» Given text:
2. Errors in the outputs are identified (e.g., parsing errors, incorrect spans).
3. Mopt analyzes errors and generates structured feedback.
4. Mopt uses the feedback to generate an updated prompt (task instruction + event guidelines).
5. The quality of the new prompt is evaluated on a development set (using average F1 across EE sub-tasks as reward).
- Dataset: Experiments use subsets of the ACE05 dataset (10 event types): ACElow (15 training samples) and ACEmed (120 training samples), plus development and test sets.
- Evaluation: Performance is measured using F1 scores for Trigger Identification (TI), Trigger Classification (TC), Argument Identification (AI), and Argument Classification (AC).
Key Findings:
- LRMs Benefit from Prompt Optimization: Even advanced LRMs show substantial performance gains from prompt optimization on the complex EE task. On ACEmed, DeepSeek-R1 and o1 achieved AC F1 score improvements of approximately +23% after a single MCTS optimization step. These gains were generally larger than those observed for LLMs (GPT-4.5: +20%, GPT-4o: +14%). Optimized LRMs significantly outperformed their non-optimized versions and also tended to outperform optimized LLMs.

» Using the information:
1. Answer these questions about the passage on prompt optimization for event extraction:
(a) How many training samples does ACEmed contain?
(b) What is used as the reward when the quality of a new prompt is evaluated on the development set?
(c) What AC F1 score improvement is reported for GPT-4o?
2. Continue the passage on prompt optimization for event extraction from where it stops.

» Point localization data:

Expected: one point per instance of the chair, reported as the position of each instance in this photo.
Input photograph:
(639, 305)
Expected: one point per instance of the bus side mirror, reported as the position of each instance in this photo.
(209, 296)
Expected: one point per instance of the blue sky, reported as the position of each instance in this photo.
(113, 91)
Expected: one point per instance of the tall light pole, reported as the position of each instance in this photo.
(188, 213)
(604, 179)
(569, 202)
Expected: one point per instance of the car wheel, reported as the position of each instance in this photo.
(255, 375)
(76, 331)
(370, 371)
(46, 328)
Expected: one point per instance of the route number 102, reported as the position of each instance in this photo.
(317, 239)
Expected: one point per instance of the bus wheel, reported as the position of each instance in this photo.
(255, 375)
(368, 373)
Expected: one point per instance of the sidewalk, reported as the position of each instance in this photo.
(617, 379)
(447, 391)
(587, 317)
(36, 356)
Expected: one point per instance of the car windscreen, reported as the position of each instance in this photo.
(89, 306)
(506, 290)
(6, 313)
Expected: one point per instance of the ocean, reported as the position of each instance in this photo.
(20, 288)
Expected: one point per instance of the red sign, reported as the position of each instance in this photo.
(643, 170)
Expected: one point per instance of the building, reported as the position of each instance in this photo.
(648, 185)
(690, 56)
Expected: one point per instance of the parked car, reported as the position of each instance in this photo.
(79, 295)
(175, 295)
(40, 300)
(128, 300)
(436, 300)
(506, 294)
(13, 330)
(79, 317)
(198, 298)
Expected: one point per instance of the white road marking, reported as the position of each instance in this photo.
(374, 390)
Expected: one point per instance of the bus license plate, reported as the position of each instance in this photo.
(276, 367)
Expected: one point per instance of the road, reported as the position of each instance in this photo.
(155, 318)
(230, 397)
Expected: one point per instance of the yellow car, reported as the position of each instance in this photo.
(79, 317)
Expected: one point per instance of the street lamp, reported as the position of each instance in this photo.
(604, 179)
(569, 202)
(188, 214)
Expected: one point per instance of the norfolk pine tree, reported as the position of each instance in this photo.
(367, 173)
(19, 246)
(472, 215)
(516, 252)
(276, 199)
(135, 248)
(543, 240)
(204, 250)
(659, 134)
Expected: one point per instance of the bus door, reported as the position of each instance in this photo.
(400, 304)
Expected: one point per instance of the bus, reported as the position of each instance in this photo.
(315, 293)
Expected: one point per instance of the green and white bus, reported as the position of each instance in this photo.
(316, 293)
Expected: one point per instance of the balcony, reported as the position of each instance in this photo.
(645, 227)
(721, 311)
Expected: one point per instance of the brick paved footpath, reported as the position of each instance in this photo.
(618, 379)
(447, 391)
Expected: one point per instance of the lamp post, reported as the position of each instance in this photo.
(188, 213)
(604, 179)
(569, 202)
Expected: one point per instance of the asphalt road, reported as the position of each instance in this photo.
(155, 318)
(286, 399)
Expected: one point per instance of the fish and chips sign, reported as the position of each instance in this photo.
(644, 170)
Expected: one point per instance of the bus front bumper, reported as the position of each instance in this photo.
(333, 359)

» Answers:
1.
(a) 120
(b) Average F1 across EE sub-tasks
(c) +14%

2.
- LRM Performance under Full-Scale MCTS: Extending MCTS to depth 5 yielded further, albeit smaller, improvements. LRMs continued to benefit more than LLMs (e.g., DeepSeek-R1 gained an additional +4.26% AC, while LLMs gained ~1-2%). LRMs scaled more consistently, converged faster, and maintained their performance advantage on the test set.
- LRMs as Better Optimizers: When used as Mopt, LRMs (especially DeepSeek-R1) produced more effective prompts than LLMs. This was particularly evident in the low-resource setting (ACElow). The prompts optimized by LRMs often contained more precise extraction rules, heuristics, and exception handling cases, resembling human annotation guidelines. DeepSeek-R1, in particular, generated shorter yet highly effective prompts.
- Efficiency and Stability of LRMs as Optimizers: LRMs, notably DeepSeek-R1, guided task models to peak performance more efficiently (at shallower MCTS depths) and with greater stability (lower variance across different optimization paths) compared to LLM optimizers like GPT-4.5.
Further Analysis:
- Prompt Quality: Survival plot analysis showed that DeepSeek-R1 as an optimizer generated a higher proportion of high-performing prompts compared to other optimizers.
- Prompt Length: DeepSeek-R1 achieved its best performance with significantly shorter prompts (~1750 tokens) compared to o1, GPT-4.5, and GPT-4o, suggesting a preference for concise instructions when acting as the task model.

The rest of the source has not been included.